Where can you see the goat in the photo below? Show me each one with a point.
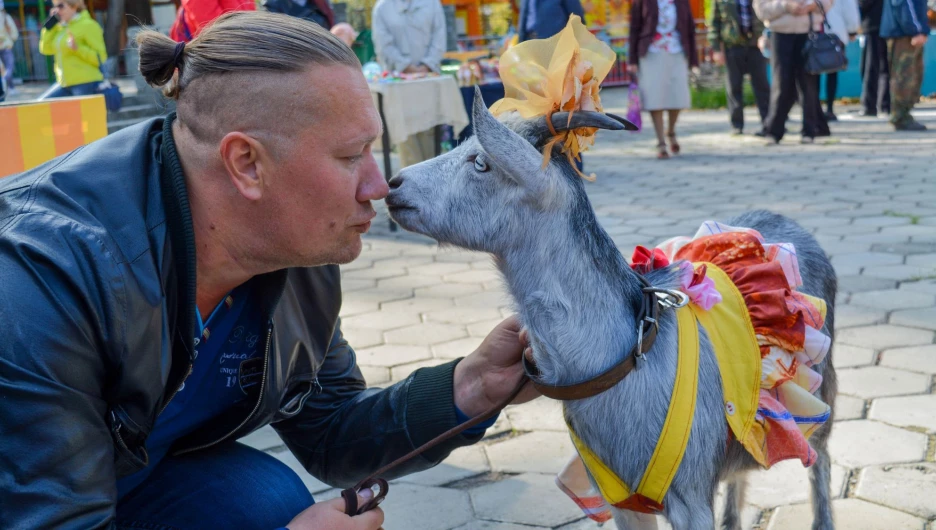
(576, 295)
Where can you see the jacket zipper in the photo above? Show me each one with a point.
(266, 363)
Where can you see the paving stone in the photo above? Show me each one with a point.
(848, 408)
(426, 334)
(263, 438)
(462, 463)
(484, 299)
(877, 381)
(910, 488)
(401, 372)
(464, 315)
(392, 355)
(909, 411)
(914, 359)
(409, 506)
(314, 484)
(849, 316)
(856, 284)
(916, 318)
(922, 286)
(534, 500)
(362, 337)
(850, 514)
(537, 452)
(479, 524)
(903, 273)
(375, 375)
(884, 336)
(867, 259)
(541, 414)
(787, 482)
(456, 348)
(863, 443)
(448, 290)
(382, 320)
(892, 299)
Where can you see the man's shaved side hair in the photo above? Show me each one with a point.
(233, 75)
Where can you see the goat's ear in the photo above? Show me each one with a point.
(508, 150)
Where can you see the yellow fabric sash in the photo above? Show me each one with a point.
(731, 333)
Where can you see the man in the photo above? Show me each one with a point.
(8, 36)
(733, 33)
(409, 37)
(169, 289)
(541, 19)
(905, 26)
(875, 76)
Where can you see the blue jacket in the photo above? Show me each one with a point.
(551, 17)
(904, 18)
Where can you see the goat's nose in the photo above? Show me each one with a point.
(396, 181)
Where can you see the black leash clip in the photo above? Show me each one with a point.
(350, 496)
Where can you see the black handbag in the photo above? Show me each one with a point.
(824, 52)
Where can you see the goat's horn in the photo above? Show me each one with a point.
(598, 120)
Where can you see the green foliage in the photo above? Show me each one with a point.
(715, 98)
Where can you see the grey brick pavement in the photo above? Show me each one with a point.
(869, 195)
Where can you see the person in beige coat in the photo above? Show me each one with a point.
(788, 21)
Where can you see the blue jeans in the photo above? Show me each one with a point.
(229, 486)
(59, 91)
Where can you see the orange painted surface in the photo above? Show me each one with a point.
(67, 125)
(11, 150)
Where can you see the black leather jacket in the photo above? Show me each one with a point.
(97, 298)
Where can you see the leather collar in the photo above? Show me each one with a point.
(652, 302)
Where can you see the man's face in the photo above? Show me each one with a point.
(325, 175)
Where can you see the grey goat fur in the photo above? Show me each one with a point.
(576, 295)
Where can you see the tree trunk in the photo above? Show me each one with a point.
(114, 27)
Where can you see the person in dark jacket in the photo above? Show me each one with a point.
(733, 35)
(905, 26)
(172, 287)
(662, 48)
(875, 74)
(541, 19)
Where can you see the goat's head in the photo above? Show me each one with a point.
(493, 186)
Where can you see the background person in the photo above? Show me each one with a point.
(193, 15)
(541, 19)
(875, 73)
(662, 48)
(733, 33)
(77, 42)
(905, 26)
(409, 37)
(788, 21)
(8, 36)
(845, 21)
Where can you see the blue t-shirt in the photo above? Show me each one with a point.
(228, 361)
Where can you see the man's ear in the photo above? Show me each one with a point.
(241, 155)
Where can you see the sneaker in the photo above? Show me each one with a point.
(910, 125)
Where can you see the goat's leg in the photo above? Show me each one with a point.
(820, 477)
(734, 500)
(628, 520)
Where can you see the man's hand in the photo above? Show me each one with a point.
(330, 514)
(493, 371)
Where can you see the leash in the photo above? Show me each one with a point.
(374, 479)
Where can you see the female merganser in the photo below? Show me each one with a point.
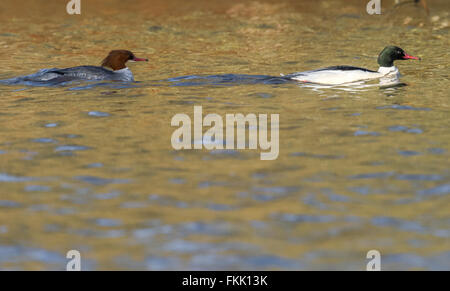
(338, 75)
(115, 60)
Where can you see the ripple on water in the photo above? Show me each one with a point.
(98, 114)
(304, 218)
(71, 148)
(364, 132)
(37, 188)
(101, 181)
(50, 125)
(9, 204)
(380, 175)
(44, 140)
(401, 224)
(407, 153)
(10, 178)
(269, 193)
(438, 190)
(400, 128)
(107, 222)
(436, 151)
(403, 107)
(108, 195)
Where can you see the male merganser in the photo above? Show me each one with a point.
(115, 60)
(338, 75)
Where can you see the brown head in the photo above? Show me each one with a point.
(116, 59)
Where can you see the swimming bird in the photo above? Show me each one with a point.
(112, 68)
(337, 75)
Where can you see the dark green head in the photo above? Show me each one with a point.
(391, 53)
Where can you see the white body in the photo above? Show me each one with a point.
(338, 77)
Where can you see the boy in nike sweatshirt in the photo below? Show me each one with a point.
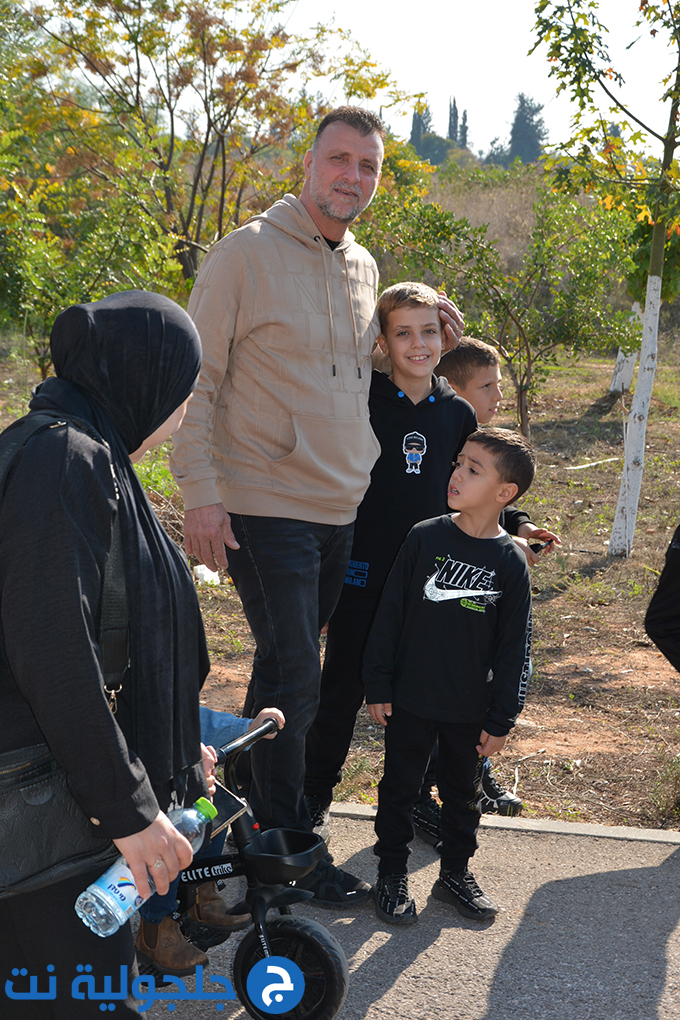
(456, 608)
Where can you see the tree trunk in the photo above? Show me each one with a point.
(623, 529)
(523, 409)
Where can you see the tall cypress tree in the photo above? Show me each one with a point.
(453, 120)
(528, 132)
(463, 133)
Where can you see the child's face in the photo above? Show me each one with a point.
(484, 393)
(475, 483)
(413, 341)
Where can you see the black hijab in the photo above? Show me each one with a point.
(124, 364)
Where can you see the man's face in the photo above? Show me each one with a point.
(343, 171)
(484, 393)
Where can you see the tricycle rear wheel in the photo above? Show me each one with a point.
(319, 957)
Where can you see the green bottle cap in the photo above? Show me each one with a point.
(205, 808)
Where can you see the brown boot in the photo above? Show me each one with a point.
(163, 949)
(211, 911)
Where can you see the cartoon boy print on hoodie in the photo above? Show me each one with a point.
(414, 448)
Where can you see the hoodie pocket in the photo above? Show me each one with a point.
(330, 462)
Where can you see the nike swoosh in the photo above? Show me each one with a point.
(435, 594)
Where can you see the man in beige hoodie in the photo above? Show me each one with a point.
(276, 448)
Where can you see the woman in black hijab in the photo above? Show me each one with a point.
(125, 367)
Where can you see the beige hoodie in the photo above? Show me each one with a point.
(278, 424)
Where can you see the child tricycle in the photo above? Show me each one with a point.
(271, 861)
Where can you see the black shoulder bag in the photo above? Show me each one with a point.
(45, 834)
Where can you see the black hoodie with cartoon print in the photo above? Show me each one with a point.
(419, 444)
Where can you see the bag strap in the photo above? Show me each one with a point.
(113, 635)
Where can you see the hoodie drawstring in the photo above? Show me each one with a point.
(322, 245)
(354, 322)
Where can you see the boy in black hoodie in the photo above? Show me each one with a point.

***

## [Aim of the exercise]
Take the line that contains "Where can you see the brown boot" and each line after it down to the last of the records, and retype them exactly; add nothing else.

## [Task output]
Where can you see the brown boot in the photo above? Show me each one with a point.
(163, 949)
(211, 911)
Where can you see the cartoon boy print on hoodie in the photo above? Show me each one with a point.
(414, 448)
Where can you see the hoodie pocket in the photo above? Show me each one with a point.
(330, 462)
Where can you see the nike swoosh in the photo above? Show me each one with a point.
(435, 594)
Where can you see the man in beige hoodie in the photo above? Show me each one with a point.
(276, 448)
Where can you see the woman in black hijab in the photo above? Show me each one with a point.
(125, 367)
Where can you see the beige hoodie in the photo above? Show me each one with a point.
(278, 424)
Where can you see the child tricycle in the photo above? Show me each one with a point.
(271, 861)
Where can you see the black shoulder bag in the photo above? Show me each one with a point.
(45, 834)
Where can you see the black hoodie with cartoon print in the photo above? Show me each one with a point.
(419, 444)
Where can you see the bag strap in the photo above? Show me each one with a point.
(113, 635)
Where can you see the hoodie drawstring in the photo above? Show me each one with a point.
(322, 245)
(354, 322)
Where can you see the boy in black hoodie in the photo above? Show me each one with a point.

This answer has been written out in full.